## Problem statement
Copy out every line from the first one through the line with "280 474 761 552", requests included, and add 43 to each box coordinate in the answers.

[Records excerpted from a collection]

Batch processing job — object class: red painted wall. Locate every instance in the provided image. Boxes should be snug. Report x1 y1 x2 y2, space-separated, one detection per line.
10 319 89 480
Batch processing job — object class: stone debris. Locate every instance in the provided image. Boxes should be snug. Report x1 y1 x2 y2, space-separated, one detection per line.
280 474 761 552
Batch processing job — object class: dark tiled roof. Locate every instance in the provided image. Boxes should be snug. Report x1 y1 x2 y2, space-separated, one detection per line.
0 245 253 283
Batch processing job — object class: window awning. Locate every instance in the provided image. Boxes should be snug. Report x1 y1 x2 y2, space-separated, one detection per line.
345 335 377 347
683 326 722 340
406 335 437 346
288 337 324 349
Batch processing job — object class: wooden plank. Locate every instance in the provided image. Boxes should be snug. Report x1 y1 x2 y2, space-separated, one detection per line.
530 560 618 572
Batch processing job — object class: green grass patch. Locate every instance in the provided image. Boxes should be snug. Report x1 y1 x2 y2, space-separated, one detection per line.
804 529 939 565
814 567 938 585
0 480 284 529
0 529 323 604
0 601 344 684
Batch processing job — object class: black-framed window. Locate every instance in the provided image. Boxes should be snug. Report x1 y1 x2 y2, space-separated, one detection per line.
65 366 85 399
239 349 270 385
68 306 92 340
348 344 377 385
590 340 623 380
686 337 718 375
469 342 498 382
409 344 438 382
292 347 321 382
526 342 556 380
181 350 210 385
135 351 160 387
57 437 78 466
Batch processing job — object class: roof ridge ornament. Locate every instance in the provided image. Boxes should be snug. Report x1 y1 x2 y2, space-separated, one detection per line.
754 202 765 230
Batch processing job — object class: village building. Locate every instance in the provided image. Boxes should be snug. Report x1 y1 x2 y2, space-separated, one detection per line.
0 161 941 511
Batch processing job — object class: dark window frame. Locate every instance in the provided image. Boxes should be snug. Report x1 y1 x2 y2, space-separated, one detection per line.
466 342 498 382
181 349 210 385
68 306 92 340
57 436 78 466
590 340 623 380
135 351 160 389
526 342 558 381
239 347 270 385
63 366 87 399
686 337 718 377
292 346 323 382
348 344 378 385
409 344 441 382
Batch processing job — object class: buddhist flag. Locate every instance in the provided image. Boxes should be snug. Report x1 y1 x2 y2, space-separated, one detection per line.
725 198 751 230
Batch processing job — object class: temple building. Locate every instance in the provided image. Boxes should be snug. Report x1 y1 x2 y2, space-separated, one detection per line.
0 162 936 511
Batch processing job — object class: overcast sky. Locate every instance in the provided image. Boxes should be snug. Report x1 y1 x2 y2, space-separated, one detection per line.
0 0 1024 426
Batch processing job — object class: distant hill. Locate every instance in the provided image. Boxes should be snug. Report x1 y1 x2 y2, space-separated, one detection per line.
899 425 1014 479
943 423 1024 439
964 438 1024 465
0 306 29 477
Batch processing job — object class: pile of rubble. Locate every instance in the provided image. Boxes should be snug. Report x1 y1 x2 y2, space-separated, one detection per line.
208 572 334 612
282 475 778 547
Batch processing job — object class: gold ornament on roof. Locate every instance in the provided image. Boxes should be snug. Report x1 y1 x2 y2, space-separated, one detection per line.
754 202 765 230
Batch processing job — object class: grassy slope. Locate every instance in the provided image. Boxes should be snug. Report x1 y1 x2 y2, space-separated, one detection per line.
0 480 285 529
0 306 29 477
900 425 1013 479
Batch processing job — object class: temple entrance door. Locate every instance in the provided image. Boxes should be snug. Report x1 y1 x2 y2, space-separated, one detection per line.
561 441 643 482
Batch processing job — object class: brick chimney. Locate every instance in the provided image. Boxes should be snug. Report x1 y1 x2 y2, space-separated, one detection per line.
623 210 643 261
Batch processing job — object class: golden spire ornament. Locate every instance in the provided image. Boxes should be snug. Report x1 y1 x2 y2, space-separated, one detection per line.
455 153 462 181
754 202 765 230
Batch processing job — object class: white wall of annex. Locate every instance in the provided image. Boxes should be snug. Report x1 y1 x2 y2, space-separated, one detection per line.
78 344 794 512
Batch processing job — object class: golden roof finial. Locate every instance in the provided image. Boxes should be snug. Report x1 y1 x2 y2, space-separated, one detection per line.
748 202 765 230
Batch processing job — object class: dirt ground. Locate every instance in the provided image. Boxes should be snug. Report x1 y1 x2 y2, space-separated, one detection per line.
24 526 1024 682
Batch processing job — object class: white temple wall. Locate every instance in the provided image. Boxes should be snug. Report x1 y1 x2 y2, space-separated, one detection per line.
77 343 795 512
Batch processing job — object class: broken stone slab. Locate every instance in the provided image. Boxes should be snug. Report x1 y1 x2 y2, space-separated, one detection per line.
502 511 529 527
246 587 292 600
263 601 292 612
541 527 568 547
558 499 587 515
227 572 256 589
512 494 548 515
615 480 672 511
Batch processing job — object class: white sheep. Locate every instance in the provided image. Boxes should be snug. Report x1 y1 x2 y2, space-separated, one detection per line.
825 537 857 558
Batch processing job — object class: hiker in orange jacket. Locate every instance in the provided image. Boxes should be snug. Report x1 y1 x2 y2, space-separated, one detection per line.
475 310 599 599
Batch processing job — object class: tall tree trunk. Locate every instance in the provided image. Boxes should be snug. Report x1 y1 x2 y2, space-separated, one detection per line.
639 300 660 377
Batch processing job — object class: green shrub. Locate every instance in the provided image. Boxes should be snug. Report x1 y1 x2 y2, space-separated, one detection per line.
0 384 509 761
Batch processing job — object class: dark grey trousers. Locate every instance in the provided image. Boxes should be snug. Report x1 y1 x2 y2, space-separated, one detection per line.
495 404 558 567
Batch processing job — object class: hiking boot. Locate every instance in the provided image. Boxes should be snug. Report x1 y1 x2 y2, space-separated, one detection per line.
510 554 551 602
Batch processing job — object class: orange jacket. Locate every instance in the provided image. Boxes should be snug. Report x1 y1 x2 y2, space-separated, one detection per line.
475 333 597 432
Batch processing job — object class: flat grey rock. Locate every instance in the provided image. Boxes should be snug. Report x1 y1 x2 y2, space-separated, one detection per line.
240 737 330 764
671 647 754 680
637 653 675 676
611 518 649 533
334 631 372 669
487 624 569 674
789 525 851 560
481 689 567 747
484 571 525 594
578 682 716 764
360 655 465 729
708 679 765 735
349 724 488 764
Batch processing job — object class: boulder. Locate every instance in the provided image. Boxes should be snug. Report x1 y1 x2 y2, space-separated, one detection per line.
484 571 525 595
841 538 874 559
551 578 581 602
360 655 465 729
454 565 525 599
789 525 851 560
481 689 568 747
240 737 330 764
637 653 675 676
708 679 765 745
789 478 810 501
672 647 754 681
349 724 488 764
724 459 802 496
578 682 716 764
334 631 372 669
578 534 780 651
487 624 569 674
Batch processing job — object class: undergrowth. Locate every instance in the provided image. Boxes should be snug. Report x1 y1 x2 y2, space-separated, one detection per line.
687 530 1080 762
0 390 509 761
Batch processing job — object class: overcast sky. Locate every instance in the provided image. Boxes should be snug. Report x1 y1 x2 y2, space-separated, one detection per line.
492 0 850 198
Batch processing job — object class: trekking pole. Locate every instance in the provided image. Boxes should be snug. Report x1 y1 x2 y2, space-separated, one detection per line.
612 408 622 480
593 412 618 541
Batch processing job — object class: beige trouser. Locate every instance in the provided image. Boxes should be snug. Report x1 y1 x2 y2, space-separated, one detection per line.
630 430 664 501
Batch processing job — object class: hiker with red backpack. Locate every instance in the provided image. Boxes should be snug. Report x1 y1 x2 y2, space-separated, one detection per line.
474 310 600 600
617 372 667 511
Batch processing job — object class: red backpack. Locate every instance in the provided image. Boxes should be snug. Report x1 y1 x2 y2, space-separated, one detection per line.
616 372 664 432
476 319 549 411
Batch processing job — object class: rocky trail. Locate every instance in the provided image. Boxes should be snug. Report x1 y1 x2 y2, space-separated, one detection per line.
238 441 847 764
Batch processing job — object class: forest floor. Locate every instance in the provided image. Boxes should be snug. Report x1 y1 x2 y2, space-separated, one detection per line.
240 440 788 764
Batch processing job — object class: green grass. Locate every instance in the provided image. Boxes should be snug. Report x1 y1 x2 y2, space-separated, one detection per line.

## Task solution
Batch processing job — object class: red painted wall. Locate every instance in the provided image. Boxes should be snug. Report x1 y1 x2 y2, space-separated, one detection per line.
53 362 132 523
Batch processing job — object class: stone debris. Locate every instance in the provided image. Boxes should be snug. Report x1 y1 x2 y2, space-separated, one detection per line.
323 517 804 595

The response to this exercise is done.